_WORK TO DO_
All the entries need to be quoted exactly, apart from the pictures, which you should drop.

_LISTED RECORDS_
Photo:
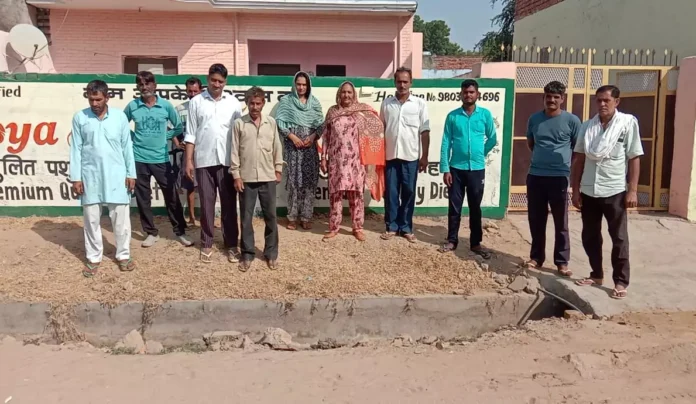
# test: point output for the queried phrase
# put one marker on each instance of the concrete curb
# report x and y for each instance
(307, 320)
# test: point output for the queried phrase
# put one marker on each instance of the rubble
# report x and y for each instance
(280, 340)
(574, 315)
(154, 347)
(133, 342)
(518, 284)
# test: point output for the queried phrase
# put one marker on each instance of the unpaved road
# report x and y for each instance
(649, 358)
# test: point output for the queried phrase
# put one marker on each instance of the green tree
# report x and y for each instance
(492, 42)
(436, 37)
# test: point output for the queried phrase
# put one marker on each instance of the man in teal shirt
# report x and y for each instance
(152, 116)
(551, 136)
(468, 138)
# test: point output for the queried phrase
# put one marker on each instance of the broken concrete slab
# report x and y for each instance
(133, 341)
(280, 340)
(153, 347)
(307, 320)
(518, 284)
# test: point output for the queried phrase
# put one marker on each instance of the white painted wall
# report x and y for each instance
(617, 24)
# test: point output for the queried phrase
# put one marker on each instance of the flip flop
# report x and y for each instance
(447, 247)
(410, 237)
(481, 252)
(90, 269)
(565, 272)
(387, 235)
(329, 235)
(619, 294)
(126, 265)
(206, 258)
(589, 282)
(531, 264)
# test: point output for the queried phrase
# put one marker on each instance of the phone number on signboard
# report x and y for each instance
(495, 97)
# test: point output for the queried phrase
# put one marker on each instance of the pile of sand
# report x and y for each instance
(42, 260)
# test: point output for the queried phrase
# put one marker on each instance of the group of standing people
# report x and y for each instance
(603, 175)
(218, 151)
(231, 154)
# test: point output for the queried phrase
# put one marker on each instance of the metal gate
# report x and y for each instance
(648, 91)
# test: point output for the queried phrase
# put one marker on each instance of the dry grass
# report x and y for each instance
(42, 260)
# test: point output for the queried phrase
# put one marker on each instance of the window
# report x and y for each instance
(157, 64)
(331, 70)
(266, 69)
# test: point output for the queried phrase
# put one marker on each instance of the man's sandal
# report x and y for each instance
(485, 254)
(387, 235)
(90, 269)
(619, 294)
(206, 257)
(329, 235)
(589, 282)
(565, 272)
(530, 264)
(127, 265)
(410, 237)
(447, 247)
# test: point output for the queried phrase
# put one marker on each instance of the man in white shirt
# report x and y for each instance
(193, 88)
(208, 149)
(407, 135)
(607, 150)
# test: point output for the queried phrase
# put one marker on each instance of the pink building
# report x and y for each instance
(253, 37)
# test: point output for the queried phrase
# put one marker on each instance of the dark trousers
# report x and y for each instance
(613, 209)
(266, 194)
(400, 195)
(543, 192)
(164, 176)
(212, 180)
(469, 183)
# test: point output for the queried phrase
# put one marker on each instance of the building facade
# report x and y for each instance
(261, 37)
(607, 24)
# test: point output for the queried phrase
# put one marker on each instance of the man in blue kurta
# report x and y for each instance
(468, 137)
(152, 116)
(102, 171)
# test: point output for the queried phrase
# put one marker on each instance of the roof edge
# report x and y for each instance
(313, 5)
(390, 6)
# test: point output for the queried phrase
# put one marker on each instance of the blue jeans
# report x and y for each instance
(471, 184)
(400, 195)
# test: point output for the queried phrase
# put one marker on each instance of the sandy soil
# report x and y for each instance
(643, 358)
(42, 260)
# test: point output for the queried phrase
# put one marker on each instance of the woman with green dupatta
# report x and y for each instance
(300, 123)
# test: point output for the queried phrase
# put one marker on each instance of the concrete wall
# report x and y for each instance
(417, 62)
(682, 196)
(200, 39)
(360, 59)
(606, 24)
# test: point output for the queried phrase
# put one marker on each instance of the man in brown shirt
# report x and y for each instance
(256, 165)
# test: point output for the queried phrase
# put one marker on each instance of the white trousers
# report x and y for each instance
(120, 221)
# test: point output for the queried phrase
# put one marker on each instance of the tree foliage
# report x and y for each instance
(492, 42)
(436, 37)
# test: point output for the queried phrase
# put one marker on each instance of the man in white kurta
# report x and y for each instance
(102, 170)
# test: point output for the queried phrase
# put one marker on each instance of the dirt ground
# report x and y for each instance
(42, 260)
(640, 358)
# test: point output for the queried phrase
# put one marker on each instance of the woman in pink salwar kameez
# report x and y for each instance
(353, 155)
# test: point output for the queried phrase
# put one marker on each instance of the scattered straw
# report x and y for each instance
(42, 260)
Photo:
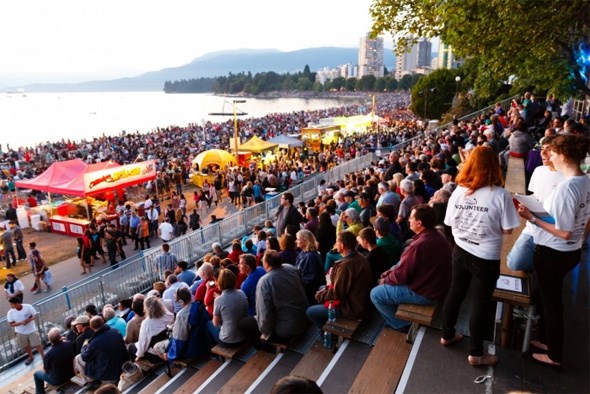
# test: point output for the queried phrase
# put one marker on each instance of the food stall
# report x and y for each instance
(206, 165)
(87, 190)
(314, 137)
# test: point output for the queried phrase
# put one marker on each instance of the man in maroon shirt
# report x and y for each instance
(423, 274)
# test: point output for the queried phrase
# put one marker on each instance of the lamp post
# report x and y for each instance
(235, 115)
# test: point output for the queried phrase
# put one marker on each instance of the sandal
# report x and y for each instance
(543, 359)
(447, 342)
(487, 359)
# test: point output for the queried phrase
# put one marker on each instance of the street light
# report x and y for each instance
(235, 114)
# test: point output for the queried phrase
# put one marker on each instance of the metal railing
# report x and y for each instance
(137, 274)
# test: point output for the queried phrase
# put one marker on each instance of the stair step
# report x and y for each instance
(199, 377)
(246, 375)
(384, 366)
(313, 362)
(155, 385)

_CORRECT OUTPUT_
Photo:
# test: point output for the queried phrase
# put one marker on each instance of the concrete curb
# report x and y for each instance
(307, 320)
# test: point output for the queried phrase
# put one marker on each instance of the rubble
# report x and y for each instance
(280, 340)
(574, 315)
(154, 347)
(133, 342)
(518, 284)
# test: point output for the queried phrase
# put one marker on each instance of the unpaved road
# report x and y for each instance
(649, 358)
# test: point output for the queried phrase
# put one marker on each instance of the green tree
# report x and y for each instance
(492, 42)
(436, 37)
# test: point output for the queried phrase
# put one marker on each instance of the man in teal shirt
# report x and y for each instance
(152, 116)
(551, 136)
(468, 138)
# test: point output for the queried phrase
# put one marker on each instance of the broken concrete slab
# report x and y for each instance
(133, 341)
(280, 340)
(153, 347)
(307, 320)
(518, 284)
# test: point output for the queried phrase
# put one marker on each instance of the white painted wall
# report x and y for each instance
(617, 24)
# test: point output for the queried phrase
# put one marker on each instance of the flip flop
# report x and y for each instance
(447, 247)
(410, 237)
(481, 252)
(90, 269)
(565, 272)
(387, 235)
(329, 235)
(619, 294)
(126, 265)
(206, 258)
(589, 282)
(531, 264)
# test: point output for the queried phrase
# put one marker on each instance of the phone number on signboard
# report x and y for each instance
(495, 97)
# test: point output for the queried phrase
# put one marker on each instance of the pile of sand
# report x and y for each instance
(42, 260)
# test: point output for the queried phrase
# put one marker on each instance of the group of standing people
# report x and y for each instance
(603, 175)
(218, 151)
(231, 154)
# test: point output for the queried phrase
# put one marker on each instance of the metal gate
# report x and y for each instance
(648, 91)
# test: point output for the queried phrase
# put one marker on each instance of the dry grass
# report x and y for each instance
(42, 260)
# test: point output for the queried phrase
# put one marker on each instance of the window
# report x and y for each instance
(157, 64)
(331, 70)
(266, 69)
# test: point output for the queried phrase
# put one marker on each instance of the man's sandal
# report x and y for each instance
(485, 254)
(387, 235)
(90, 269)
(619, 294)
(206, 257)
(329, 235)
(589, 282)
(565, 272)
(530, 264)
(127, 265)
(410, 237)
(447, 247)
# test: point output for the queried phrase
# put one marker on each instance of the man in white shirt
# report x and y for each instance
(193, 88)
(208, 149)
(407, 135)
(607, 150)
# test: point output for the queried phrase
# put one marker on each instance of the pink building
# report x and y for each instance
(253, 37)
# test: point output for the queried phrase
# put one marker on each instance of the dark trousers
# report x and y for each instance
(613, 209)
(266, 194)
(400, 195)
(543, 192)
(164, 176)
(212, 180)
(469, 183)
# test: point output for the queried phrase
# put one marker on each instance of the building facade
# report x and y for each instance
(261, 37)
(607, 24)
# test: point output for the queried phrase
# put one marker on each instance of the man in blue kurta
# report x and y for each instance
(468, 137)
(152, 116)
(102, 171)
# test: point output for the queried phrase
# put one marker on each instance of the roof edge
# report x and y for each instance
(313, 5)
(390, 6)
# test: point output for the queried phrase
# put one marker on each instance of the blue jeans
# report x and y for each instance
(471, 184)
(400, 195)
# test: point output for the queried phrase
# put one marker on each instance of the sandy soil
# report x and y for each instance
(643, 358)
(42, 260)
# test: point output for the queried phrase
# put one marker on each instance of the woman with green dupatta
# report x and y for each instance
(300, 123)
# test: point output for the queried phrase
# put one marker on each instance of the concrete wall
# report x and y for each instance
(417, 62)
(682, 196)
(200, 39)
(360, 59)
(606, 24)
# test: point output for the queried phrase
# put one marker on each instance of the man in brown shirt
# report x and y for each instance
(256, 165)
# test: point output for the queried phrase
# put one marker on each instance of the white trousers
# report x and y for each instance
(120, 221)
# test: point output for the queried phrase
# put one marker on each instance of the tree foliage
# report x and y for each instance
(492, 42)
(436, 37)
# test: point output for the queried phrase
# put one marker on each instance of the man in white kurta
# report x and y for each instance
(102, 170)
# test: point output for the queried phrase
# put one marker on each instance of the dirt ground
# report x and y for each instance
(42, 260)
(640, 358)
# test: point output for the queried phrase
# put one marker on each instance of the woman in pink salwar kameez
# report x and y for each instance
(353, 155)
# test: point output for the queried phrase
# put one marker on each instance of the scattered straw
# report x and y for each instance
(42, 260)
Photo:
# test: point output for the queried phrase
# put one marker on each instance of the food stall
# report x and y for each instance
(206, 165)
(87, 190)
(314, 137)
# test: point output for the queried phrase
# put one marker on each instance of the man in maroon shirt
# report x and y for each instance
(423, 274)
# test: point output for the queried phrase
# put one marker on each instance of the lamp post
# report x and y for each instance
(235, 115)
# test: point output for the queried phrase
# put one marker on each instance of the sandal
# report x and y for each instance
(543, 359)
(447, 342)
(487, 359)
# test: point output for the queried phrase
# put one marker on each instance of the street light
# report x and y for each instance
(235, 114)
# test: point output for the queried phrase
# put one marker on each instance of the metal railing
# report x and y for each instance
(137, 274)
# test: point output for the queried phrase
# put one marker on each instance of the stair step
# report x and y for each instance
(199, 377)
(246, 375)
(384, 366)
(313, 362)
(155, 385)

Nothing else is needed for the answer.